• TASK TO COMPLETE
Each line in the entries below that holds the string "Locate" must be copied.

• GIVEN RECORDS
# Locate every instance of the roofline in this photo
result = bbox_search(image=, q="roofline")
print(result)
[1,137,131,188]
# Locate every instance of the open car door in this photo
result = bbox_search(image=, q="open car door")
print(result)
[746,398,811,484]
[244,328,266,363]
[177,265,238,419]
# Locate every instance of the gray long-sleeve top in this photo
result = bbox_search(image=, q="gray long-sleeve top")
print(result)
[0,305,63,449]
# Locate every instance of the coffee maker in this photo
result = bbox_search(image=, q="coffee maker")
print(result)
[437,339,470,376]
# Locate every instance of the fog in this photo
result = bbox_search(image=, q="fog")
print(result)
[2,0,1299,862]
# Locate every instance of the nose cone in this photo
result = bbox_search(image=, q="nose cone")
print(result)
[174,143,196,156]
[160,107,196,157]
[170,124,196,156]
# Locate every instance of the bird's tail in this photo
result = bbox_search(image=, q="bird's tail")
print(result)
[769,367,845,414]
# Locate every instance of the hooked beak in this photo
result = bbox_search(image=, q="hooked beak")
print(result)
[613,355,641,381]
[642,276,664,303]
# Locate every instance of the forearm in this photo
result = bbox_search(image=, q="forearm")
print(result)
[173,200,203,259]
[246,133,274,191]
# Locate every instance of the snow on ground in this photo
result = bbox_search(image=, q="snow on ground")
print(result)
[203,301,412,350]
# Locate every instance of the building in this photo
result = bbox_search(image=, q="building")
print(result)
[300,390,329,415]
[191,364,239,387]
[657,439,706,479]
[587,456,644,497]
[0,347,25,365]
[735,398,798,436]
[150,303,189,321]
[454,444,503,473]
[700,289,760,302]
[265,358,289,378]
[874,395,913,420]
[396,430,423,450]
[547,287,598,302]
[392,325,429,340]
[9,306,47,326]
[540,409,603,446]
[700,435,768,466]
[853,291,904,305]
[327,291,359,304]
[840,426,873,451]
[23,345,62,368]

• YOUR RESPONSE
# Locate every instance of the roofline in this photo
# Locate every instance of the open car door in this photo
# Locate every instance of the gray long-sleeve top in this photo
# Locate every instance of the coffee maker in this photo
# Locate every instance of the fog in this photo
# Locate every instance of the nose cone in this photo
# Locate every instance of the bird's tail in this photo
# Locate every instance of the hooked beak in this photo
# Locate every instance of the forearm in this photo
# Locate every instance of the snow on ground in this photo
# Locate every instance of the building in this photo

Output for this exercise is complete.